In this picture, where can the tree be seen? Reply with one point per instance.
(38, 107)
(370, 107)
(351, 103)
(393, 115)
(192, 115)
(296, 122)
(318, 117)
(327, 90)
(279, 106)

****************

Can you copy each of the items above word for word?

● **Response to this exercise**
In this picture, where can the tree be seen? Reply with one point per instance.
(38, 107)
(370, 107)
(351, 103)
(393, 115)
(192, 115)
(296, 122)
(318, 117)
(327, 90)
(279, 106)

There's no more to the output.